Data entries:
-.-.-
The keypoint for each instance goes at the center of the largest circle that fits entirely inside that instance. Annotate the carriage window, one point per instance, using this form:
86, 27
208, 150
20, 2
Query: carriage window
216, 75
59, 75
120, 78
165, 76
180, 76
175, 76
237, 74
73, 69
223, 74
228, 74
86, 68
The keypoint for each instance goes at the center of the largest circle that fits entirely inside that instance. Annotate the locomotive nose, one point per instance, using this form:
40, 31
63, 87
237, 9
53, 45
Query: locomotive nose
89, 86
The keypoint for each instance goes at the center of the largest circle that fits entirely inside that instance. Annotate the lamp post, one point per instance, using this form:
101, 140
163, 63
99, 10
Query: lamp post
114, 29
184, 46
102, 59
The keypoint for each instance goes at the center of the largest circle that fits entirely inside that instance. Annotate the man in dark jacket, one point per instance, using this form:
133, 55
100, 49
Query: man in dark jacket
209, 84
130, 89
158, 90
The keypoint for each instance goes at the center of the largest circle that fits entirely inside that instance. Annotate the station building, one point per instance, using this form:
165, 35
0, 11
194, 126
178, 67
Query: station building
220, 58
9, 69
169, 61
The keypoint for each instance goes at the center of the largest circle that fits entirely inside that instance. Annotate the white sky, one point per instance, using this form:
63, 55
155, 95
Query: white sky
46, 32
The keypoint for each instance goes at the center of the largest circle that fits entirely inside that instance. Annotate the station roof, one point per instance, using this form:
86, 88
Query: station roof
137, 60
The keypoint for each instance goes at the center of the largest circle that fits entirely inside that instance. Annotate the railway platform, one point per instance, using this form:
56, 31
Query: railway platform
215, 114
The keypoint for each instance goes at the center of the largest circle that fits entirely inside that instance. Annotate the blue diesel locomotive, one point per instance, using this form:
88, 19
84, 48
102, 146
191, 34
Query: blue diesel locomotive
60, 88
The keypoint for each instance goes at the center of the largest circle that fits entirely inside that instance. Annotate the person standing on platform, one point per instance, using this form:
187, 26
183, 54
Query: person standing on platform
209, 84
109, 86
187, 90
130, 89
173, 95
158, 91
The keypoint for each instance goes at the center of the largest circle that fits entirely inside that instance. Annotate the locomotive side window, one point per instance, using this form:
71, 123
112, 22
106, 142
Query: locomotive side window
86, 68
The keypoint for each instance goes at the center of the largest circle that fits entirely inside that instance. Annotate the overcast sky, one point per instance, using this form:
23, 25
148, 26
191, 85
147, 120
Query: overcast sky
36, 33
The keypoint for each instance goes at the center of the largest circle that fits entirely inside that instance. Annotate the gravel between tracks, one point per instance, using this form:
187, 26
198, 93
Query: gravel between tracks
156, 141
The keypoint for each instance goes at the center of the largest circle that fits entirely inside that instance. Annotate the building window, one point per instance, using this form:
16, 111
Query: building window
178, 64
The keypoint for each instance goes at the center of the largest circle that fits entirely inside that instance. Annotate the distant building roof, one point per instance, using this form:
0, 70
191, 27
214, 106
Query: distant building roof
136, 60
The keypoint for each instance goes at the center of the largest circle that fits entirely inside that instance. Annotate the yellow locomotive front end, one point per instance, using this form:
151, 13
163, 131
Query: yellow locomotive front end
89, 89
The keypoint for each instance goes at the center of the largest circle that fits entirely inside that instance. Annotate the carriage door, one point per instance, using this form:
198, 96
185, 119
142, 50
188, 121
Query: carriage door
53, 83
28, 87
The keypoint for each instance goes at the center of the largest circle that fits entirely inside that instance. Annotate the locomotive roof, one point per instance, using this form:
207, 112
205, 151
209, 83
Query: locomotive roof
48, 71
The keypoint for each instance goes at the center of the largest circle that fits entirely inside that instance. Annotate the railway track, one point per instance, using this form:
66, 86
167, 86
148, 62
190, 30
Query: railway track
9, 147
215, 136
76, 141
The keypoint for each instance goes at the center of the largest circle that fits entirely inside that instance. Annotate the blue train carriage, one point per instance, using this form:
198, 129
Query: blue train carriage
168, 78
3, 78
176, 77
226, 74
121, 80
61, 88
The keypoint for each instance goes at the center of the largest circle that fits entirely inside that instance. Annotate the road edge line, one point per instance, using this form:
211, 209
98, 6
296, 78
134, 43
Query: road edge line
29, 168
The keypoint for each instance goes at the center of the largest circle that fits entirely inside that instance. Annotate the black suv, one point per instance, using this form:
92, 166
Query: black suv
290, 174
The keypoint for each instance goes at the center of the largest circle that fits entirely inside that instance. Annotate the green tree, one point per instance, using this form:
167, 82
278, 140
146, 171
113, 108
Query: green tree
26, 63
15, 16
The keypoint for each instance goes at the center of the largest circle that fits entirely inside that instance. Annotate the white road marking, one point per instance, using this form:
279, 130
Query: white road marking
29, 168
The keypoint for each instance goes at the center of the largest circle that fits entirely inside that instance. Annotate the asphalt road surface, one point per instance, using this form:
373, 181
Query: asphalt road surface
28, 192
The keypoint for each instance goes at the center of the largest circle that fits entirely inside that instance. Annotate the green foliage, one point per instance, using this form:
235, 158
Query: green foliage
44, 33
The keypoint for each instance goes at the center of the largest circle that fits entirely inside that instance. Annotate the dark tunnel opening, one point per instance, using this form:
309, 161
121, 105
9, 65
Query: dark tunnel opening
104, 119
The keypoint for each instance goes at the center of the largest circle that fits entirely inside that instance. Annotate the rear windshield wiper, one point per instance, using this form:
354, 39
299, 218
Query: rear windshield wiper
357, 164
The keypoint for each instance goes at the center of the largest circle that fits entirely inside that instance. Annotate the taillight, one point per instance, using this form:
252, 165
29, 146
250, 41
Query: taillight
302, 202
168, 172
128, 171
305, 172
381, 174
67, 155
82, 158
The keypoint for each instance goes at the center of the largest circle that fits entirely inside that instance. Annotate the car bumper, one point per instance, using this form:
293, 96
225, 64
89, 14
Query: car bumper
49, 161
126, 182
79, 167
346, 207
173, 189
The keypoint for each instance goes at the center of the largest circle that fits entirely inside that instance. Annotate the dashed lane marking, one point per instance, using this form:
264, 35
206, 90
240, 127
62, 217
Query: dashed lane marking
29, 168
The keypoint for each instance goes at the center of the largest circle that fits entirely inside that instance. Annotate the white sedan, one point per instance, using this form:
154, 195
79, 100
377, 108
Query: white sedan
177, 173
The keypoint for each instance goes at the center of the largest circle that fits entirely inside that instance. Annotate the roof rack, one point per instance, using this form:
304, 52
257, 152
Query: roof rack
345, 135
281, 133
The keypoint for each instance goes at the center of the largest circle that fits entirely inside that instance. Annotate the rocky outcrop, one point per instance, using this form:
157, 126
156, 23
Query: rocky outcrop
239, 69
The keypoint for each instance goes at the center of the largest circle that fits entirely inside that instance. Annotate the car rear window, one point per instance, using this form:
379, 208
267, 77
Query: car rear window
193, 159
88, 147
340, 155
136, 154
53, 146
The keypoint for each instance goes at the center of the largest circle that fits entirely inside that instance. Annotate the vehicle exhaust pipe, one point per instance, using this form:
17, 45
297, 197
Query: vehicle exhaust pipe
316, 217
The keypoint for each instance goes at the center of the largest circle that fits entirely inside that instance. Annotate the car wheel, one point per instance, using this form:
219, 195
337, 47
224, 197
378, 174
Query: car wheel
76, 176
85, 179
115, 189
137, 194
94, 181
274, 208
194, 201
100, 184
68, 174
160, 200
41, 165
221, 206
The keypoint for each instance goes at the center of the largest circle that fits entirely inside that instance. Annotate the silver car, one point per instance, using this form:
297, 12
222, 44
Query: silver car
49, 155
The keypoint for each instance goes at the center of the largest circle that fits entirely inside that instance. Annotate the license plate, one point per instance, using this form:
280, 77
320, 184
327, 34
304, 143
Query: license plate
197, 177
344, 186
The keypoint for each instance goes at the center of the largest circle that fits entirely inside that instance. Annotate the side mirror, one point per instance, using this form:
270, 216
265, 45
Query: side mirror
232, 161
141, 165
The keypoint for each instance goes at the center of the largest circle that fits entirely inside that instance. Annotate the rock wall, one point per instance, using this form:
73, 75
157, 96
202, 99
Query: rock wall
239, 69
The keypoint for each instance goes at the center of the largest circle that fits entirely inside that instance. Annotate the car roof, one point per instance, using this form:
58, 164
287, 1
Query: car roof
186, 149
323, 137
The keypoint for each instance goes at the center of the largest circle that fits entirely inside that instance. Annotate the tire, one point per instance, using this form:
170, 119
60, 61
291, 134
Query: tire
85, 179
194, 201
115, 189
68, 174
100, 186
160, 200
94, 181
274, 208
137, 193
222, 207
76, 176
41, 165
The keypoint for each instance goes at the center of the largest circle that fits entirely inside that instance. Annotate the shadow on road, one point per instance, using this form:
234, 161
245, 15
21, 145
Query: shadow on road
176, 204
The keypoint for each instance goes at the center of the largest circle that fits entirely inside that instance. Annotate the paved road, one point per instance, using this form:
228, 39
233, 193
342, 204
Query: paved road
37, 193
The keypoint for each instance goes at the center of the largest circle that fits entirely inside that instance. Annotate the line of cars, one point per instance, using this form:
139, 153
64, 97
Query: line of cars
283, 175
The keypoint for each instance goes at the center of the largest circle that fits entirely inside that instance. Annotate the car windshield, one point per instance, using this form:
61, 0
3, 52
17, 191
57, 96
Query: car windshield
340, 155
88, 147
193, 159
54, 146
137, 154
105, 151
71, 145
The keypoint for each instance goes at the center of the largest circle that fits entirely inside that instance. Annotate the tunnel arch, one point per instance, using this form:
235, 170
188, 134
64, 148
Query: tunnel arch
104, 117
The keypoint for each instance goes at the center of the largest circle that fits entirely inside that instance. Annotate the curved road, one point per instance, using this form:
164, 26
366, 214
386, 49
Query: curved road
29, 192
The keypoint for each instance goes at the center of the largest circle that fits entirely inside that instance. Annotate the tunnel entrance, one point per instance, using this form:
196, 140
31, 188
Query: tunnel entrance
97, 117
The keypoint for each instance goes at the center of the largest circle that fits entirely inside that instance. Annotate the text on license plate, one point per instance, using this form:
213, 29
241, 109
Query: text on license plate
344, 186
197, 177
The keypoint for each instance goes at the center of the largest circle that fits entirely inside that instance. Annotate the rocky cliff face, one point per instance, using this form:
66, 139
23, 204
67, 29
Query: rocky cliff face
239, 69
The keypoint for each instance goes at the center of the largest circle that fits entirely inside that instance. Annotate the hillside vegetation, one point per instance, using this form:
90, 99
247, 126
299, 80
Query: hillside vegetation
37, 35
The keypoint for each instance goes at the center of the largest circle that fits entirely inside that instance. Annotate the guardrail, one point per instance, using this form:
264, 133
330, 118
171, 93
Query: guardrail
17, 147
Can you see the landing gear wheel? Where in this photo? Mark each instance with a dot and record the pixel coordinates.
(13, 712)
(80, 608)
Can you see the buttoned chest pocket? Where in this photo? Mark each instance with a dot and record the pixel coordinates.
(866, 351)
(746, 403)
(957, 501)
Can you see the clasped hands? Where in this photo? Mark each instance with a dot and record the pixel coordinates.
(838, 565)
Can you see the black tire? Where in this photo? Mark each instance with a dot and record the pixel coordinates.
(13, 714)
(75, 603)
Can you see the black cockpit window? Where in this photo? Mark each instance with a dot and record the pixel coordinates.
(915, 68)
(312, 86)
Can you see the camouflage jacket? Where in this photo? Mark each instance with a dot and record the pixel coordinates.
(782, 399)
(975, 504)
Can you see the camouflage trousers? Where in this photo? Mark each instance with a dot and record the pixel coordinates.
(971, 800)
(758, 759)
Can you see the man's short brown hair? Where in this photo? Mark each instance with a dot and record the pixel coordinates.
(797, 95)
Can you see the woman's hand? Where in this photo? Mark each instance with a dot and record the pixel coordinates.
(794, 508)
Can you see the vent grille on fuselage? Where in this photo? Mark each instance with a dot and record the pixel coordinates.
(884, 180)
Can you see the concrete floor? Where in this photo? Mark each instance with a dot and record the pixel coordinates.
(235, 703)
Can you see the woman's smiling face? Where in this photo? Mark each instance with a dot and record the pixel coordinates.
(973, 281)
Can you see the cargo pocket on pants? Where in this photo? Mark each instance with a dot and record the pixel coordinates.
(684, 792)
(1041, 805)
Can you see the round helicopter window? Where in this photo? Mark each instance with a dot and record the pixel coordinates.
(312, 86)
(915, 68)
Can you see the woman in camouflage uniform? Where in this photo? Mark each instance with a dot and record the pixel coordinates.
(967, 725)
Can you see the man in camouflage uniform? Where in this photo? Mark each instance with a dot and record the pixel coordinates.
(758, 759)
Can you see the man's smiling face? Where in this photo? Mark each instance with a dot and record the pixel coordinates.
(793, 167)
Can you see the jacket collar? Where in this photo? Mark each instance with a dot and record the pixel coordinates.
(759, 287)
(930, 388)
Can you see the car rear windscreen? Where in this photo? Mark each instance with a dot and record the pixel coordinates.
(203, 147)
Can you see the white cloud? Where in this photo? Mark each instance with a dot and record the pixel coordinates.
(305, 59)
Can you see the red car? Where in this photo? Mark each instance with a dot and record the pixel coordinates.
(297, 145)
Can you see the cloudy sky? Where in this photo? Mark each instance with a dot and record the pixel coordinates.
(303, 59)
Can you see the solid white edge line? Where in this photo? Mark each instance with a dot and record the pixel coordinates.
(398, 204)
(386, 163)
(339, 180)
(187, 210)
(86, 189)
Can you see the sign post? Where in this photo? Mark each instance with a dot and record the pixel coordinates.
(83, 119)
-.-.-
YOUR ASSIGNMENT: Set down exactly the line that holds "Can you see the cargo" and all lines after it to the end of the data.

EXERCISE SOLUTION:
Can you see the cargo pocket on pants? Where in this photo? Mark each instance with a dot and record the pixel coordinates.
(684, 792)
(1041, 805)
Can you see the round helicopter window? Where in this photo? Mark each instance with a dot and record the pixel coordinates.
(312, 86)
(915, 68)
Can you see the woman in camouflage uniform? Where in this photo? Mark each instance with a dot and record the pixel coordinates.
(967, 725)
Can you see the man in camouflage uniform? Where in this photo? Mark each instance with a dot and record the pixel coordinates.
(758, 759)
Can you see the man's smiling face? Where in this photo? Mark each instance with a dot and record the pixel coordinates.
(793, 167)
Can you see the jacket collar? Where in this photo? Mark each instance with a dot and record the pixel coordinates.
(759, 287)
(930, 388)
Can you see the car rear windscreen? Where in this photo? Mark each instance with a dot and record the pixel coordinates.
(203, 147)
Can you see the white cloud? Where in this photo? Mark each instance with a dot and record the pixel coordinates.
(305, 59)
Can you see the red car? Where in this photo? Mark each instance with a dot and record the pixel coordinates.
(297, 145)
Can you see the cloudy sky? Where in this photo? Mark each instance with a dot and record the pixel coordinates.
(303, 59)
Can you see the solid white edge line? Where in this photo? Mark each instance with a dot and record the pixel coordinates.
(398, 204)
(386, 163)
(339, 180)
(187, 210)
(86, 189)
Can you see the sign post? Where in this photo? Mark each instance with a dot and record the pixel coordinates.
(83, 119)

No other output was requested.